* **GOAL OF THE EXERCISE**: Rewrite the records below as a JSON list of strings, with one string for each line and no blank lines. Include every line except the pictures.

-.-.-

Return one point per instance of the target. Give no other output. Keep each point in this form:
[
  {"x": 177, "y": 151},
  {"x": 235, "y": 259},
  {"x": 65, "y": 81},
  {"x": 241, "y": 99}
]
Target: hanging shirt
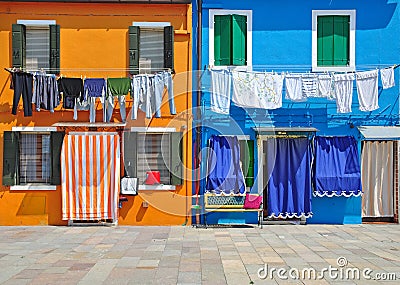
[
  {"x": 309, "y": 85},
  {"x": 367, "y": 89},
  {"x": 344, "y": 91},
  {"x": 95, "y": 87},
  {"x": 71, "y": 88},
  {"x": 294, "y": 90},
  {"x": 221, "y": 91},
  {"x": 325, "y": 86},
  {"x": 387, "y": 77},
  {"x": 45, "y": 92},
  {"x": 257, "y": 90}
]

-.-.-

* **EXERCISE RESPONSE**:
[
  "Return one point per instance of the target. Give no other output. Keep each point in this form:",
  "[",
  "  {\"x\": 177, \"y\": 151},",
  "  {\"x\": 235, \"y\": 259},",
  "  {\"x\": 65, \"y\": 81},",
  "  {\"x\": 241, \"y\": 99}",
  "]",
  "Target: hanging shirt",
  "[",
  "  {\"x\": 309, \"y\": 85},",
  "  {\"x\": 367, \"y\": 89},",
  "  {\"x\": 344, \"y\": 91},",
  "  {\"x\": 95, \"y\": 87},",
  "  {\"x\": 71, \"y\": 88},",
  "  {\"x\": 294, \"y\": 90},",
  "  {\"x\": 221, \"y\": 91},",
  "  {\"x\": 325, \"y\": 86},",
  "  {\"x\": 387, \"y\": 77},",
  "  {\"x\": 45, \"y\": 92},",
  "  {\"x\": 257, \"y\": 90}",
  "]"
]